- Requirements: Locate every line in the items below that contains the word "facade" and copy each of those lines.

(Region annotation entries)

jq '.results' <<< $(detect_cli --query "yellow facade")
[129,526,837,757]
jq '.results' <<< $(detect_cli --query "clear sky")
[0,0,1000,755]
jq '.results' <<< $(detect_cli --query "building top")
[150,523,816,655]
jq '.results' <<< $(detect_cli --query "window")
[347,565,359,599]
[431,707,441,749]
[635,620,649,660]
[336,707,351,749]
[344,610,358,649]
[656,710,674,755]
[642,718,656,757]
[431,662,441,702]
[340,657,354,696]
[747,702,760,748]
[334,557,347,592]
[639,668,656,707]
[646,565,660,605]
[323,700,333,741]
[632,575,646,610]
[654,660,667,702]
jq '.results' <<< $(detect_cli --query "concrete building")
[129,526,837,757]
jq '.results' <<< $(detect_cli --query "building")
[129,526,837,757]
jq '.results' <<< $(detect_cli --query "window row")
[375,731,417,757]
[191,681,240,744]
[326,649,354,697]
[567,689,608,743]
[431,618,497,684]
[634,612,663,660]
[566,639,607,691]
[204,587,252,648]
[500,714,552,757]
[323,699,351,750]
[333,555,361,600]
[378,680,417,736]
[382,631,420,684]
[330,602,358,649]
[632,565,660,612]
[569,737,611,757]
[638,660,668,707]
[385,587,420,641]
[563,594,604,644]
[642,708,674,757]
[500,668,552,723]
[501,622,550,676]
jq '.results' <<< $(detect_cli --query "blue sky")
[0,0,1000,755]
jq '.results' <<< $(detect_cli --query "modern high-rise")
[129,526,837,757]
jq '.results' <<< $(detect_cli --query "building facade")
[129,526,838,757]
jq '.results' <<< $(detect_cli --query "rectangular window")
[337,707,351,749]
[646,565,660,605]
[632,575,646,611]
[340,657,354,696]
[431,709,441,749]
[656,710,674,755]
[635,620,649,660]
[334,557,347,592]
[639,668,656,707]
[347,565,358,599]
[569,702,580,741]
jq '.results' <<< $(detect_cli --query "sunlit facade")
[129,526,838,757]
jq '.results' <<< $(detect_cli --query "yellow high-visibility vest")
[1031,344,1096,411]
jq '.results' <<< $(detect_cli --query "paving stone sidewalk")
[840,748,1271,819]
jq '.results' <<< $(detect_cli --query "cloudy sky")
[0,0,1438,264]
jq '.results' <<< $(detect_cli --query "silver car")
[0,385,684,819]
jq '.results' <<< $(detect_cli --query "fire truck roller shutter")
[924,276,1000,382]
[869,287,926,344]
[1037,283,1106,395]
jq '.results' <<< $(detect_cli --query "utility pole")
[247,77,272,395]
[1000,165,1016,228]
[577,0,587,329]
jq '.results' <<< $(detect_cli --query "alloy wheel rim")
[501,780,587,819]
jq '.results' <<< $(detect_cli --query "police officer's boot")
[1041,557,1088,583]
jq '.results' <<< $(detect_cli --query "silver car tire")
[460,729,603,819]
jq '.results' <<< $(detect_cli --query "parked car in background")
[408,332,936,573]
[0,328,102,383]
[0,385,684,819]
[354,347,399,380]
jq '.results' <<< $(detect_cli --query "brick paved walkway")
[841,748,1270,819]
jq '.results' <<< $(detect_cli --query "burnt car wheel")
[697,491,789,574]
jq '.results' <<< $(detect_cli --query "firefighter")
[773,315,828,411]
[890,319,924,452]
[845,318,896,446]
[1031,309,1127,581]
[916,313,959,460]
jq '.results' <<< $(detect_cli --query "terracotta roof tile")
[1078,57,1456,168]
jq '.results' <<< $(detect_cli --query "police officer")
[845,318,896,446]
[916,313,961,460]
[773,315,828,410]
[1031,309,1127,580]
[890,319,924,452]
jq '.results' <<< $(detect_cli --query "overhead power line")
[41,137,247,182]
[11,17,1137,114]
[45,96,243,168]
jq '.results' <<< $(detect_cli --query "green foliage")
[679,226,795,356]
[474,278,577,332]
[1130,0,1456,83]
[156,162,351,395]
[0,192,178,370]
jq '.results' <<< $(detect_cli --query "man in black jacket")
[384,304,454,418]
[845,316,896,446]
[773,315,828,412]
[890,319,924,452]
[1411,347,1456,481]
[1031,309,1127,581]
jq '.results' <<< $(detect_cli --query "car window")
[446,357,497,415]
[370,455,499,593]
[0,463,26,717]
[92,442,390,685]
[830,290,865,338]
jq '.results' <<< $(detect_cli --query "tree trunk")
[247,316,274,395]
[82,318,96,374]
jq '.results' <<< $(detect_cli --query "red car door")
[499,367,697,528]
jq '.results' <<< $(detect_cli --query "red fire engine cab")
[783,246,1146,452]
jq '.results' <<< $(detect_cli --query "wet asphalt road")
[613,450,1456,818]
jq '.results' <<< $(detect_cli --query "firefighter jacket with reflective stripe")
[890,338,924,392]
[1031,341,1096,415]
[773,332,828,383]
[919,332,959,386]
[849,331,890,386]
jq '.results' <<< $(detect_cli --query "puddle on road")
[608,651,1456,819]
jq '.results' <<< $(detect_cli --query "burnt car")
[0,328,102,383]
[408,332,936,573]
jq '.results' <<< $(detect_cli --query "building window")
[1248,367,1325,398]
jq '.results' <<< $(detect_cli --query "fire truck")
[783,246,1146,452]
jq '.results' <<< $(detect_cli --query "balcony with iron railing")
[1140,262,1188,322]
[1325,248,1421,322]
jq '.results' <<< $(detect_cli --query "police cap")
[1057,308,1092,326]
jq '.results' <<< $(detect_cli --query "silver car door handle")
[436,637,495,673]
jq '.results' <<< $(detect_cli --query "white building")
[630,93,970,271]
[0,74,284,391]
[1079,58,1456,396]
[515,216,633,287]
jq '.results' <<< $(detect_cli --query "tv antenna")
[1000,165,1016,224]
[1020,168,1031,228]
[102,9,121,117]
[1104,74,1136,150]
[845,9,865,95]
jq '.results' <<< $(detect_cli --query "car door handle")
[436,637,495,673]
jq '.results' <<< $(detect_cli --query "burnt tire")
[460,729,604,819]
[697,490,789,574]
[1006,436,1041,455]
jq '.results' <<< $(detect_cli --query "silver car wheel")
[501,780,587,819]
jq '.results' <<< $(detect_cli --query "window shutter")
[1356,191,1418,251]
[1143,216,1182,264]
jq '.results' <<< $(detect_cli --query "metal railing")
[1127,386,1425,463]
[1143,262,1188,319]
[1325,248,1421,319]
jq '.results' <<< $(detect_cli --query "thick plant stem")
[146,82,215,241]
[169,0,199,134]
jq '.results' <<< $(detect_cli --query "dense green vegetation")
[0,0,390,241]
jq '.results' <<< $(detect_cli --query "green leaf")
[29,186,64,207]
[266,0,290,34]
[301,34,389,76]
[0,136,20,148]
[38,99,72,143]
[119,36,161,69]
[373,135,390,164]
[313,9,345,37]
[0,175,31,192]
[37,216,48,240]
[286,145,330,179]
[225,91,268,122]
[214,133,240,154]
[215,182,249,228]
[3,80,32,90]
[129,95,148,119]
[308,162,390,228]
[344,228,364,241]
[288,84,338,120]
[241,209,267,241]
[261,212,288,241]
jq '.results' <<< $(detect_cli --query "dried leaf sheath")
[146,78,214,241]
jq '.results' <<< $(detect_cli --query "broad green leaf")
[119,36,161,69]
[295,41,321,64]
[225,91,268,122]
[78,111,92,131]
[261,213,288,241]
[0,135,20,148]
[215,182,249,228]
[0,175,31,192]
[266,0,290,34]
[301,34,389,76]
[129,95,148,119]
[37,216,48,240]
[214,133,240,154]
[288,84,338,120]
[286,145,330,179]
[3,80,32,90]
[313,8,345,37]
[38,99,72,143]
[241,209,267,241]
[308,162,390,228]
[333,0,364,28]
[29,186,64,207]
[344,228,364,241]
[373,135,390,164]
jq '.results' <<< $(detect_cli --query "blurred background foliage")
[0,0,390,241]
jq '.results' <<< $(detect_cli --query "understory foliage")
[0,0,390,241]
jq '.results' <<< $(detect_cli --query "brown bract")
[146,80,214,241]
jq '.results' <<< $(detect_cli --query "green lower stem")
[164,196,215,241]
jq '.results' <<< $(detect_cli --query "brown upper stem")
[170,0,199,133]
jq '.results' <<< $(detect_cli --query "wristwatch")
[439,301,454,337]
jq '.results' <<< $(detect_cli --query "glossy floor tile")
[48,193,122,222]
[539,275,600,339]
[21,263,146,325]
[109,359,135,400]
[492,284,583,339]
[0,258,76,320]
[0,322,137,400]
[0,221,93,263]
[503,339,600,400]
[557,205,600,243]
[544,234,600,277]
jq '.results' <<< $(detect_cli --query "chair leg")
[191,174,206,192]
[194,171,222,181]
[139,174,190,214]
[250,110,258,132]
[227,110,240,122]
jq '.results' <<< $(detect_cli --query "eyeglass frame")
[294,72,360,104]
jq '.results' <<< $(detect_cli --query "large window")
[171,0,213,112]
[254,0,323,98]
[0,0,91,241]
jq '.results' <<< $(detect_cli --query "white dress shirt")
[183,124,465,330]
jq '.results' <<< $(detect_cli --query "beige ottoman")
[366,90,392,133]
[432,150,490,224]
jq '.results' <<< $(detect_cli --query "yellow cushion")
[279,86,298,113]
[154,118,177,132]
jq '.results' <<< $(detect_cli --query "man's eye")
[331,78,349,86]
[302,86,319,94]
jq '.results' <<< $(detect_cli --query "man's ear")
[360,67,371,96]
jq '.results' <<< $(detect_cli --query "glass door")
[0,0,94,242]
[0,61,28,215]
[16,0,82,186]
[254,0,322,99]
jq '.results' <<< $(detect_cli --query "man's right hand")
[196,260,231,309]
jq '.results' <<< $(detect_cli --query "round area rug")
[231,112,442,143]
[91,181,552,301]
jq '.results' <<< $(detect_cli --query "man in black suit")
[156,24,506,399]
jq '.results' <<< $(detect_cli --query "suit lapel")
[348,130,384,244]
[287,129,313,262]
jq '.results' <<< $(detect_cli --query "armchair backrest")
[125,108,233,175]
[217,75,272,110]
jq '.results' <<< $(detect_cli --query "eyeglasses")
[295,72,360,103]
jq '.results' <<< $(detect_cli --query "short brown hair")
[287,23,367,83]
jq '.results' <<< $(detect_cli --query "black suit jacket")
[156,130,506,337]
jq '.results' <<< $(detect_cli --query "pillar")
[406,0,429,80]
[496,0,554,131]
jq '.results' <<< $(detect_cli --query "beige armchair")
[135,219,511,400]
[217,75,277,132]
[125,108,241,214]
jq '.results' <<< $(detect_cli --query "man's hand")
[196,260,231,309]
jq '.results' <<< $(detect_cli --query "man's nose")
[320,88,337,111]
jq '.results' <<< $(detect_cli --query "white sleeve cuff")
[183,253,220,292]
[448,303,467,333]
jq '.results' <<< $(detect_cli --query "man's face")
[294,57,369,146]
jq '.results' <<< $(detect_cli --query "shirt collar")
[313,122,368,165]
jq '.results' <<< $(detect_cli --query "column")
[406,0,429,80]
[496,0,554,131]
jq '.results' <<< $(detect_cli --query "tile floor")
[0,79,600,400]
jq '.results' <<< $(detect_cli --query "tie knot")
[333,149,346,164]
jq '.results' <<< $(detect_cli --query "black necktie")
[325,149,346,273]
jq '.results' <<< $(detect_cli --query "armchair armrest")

- Answer for this exercise:
jq '.results' <<< $(detect_cli --query "yellow facade")
jq '.results' <<< $(detect_cli --query "building facade")
jq '.results' <<< $(detect_cli --query "sunlit facade")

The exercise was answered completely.